■ Instructions for the task ■
I'd like every record given again exactly, please.

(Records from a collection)
──────────

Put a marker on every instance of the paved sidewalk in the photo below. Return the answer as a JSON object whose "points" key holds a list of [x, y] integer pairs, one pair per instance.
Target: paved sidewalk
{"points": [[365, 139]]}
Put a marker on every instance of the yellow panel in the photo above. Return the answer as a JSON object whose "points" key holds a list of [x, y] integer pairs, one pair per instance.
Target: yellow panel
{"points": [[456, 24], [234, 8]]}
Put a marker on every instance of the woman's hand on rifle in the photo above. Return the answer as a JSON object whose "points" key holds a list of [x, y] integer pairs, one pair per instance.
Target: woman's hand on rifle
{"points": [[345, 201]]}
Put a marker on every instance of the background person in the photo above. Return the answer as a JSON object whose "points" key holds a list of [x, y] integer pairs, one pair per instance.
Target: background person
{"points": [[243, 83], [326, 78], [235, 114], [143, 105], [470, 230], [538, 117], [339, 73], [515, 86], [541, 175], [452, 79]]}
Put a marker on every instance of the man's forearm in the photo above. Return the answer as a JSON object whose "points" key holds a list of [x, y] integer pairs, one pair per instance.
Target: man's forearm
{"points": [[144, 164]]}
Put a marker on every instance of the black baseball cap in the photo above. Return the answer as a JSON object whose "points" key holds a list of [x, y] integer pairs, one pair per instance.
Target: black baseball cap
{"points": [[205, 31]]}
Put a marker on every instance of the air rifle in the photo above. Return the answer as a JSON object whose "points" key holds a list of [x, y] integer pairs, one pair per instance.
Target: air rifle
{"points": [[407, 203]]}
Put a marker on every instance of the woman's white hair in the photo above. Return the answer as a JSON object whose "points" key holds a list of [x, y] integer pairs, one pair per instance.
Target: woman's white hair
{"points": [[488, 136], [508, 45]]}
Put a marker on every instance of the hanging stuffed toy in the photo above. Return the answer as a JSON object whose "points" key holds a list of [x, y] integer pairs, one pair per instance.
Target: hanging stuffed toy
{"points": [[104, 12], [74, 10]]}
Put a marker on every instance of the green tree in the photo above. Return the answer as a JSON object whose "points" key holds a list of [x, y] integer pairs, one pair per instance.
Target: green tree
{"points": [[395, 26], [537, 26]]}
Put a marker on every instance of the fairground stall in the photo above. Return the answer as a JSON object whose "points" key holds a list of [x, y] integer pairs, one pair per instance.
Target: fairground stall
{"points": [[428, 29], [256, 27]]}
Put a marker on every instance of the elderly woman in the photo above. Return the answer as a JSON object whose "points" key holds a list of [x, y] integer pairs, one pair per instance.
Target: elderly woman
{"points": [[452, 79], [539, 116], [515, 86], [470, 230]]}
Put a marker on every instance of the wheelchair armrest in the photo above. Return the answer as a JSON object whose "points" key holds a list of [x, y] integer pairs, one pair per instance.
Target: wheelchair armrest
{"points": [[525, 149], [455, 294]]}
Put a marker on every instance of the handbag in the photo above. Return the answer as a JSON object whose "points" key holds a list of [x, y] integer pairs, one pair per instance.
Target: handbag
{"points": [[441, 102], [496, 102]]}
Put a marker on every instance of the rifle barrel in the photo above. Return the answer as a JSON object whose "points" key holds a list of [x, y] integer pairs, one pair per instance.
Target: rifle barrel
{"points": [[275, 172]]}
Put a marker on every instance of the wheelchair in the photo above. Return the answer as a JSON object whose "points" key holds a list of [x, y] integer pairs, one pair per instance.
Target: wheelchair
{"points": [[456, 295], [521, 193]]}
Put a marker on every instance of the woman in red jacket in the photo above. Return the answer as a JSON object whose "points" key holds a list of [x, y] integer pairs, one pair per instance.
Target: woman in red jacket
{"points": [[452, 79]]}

──────────

■ The completed task ■
Put a marker on every instance of the paved sidewalk in the photo below. Return the answer as a JSON object whose "points" key holds a list of [x, y] integer pairs, one pair per instance.
Target: paved sidewalk
{"points": [[365, 139]]}
Put a marker on every instance of the yellow panel in the photo above. Return the answer as a JSON object whose "points" key holds a list of [x, y] integer pairs, one pair per instance.
Target: yellow panel
{"points": [[456, 24], [234, 8]]}
Put a marker on every instance of the woman's hand on rifle in the photo above. Return the answer as a JSON object whose "points" key holds a list of [x, y] integer pairs, one pair per instance.
Target: woman's hand on rifle
{"points": [[345, 201]]}
Put a marker on every instance of the background person in the photo above. Return the answer as a JSON object whose "points" key holds a list of [x, y] integer pairs, one pair per instance.
Target: background person
{"points": [[243, 83], [326, 78], [235, 114], [143, 105], [470, 230], [538, 117], [339, 73], [515, 86], [541, 175], [452, 79]]}
Put a marker on every instance of the man's forearm in the photo above. Return the answer as a JSON object whose "points" key holds a list of [x, y] integer pairs, one pair per instance.
Target: man's forearm
{"points": [[144, 164]]}
Put a marker on every instance of the black baseball cap in the photo above. Return the answer as a JSON object whose "points" key holds a list of [x, y] integer pairs, one pair per instance.
Target: black baseball cap
{"points": [[205, 31]]}
Put a marker on every instance of the air rifle in the photo above. Return the answer as a JSON object whose "points" key holds a list of [x, y] integer pairs, one pair per instance.
Target: air rifle
{"points": [[407, 203]]}
Put a marker on every instance of the woman's white hair in the photo above. Return the answer as a JSON object whose "points" key holds a list of [x, y] integer pairs, one pair per instance.
Target: woman's white hair
{"points": [[488, 136], [508, 45]]}
Put a marker on every instance of the hanging stuffed toy in the photo above. Return the answer as a JSON object whose "points" key holds a list of [x, y] integer pairs, one pair per instance.
Target: hanging stuffed toy
{"points": [[104, 12], [74, 10]]}
Put a marker on every instance of the green tree in the photo above. Return the answer as a JSON object whose "points" key holds a list of [x, y] integer pairs, one pair per instance.
Target: green tree
{"points": [[395, 26], [537, 26]]}
Put a marker on every instance of the fairground stall in the photo above. Return the answer as a JSON object whose "points" key holds a list of [x, y] integer pairs, one pair per instance.
Target: fairground stall
{"points": [[428, 29], [256, 27]]}
Put a marker on every instance of the elderly woman in the photo above. Return the answer as a JSON object whose "points" key holds a list of [x, y] integer pairs, one pair per instance.
Target: elderly woman
{"points": [[452, 79], [539, 116], [515, 86], [470, 230]]}
Put a marker on every instance of the wheelchair armrest in the photo above. Return the answer as a JSON object whose "points" key holds a list of [x, y] integer pairs, one pair per instance.
Target: wheelchair armrest
{"points": [[525, 149], [455, 294]]}
Put a marker on every instance of the handbag in the photo above. Return the answer as a JSON object whose "points" key holds a list of [x, y] integer pairs, one pair per instance.
Target: handbag
{"points": [[441, 102], [496, 102]]}
Put a marker on every instance of the rifle barrel in the photo above. Return the answer as a JSON object whose "points" key holds a list of [x, y] integer pairs, one pair per instance.
Target: rifle barrel
{"points": [[275, 172]]}
Put a marker on every instance of the wheelchair in the photo above. Return the answer as a JSON object whose "points" key holds a list of [x, y] integer pairs, one pair per instance.
Target: wheelchair
{"points": [[456, 295], [521, 193]]}
Put a marker on every instance of the woman in red jacket in the photo above. Return the answer as a JSON object whose "points" key holds a list of [x, y] integer pairs, one pair per instance.
Target: woman in red jacket
{"points": [[452, 79]]}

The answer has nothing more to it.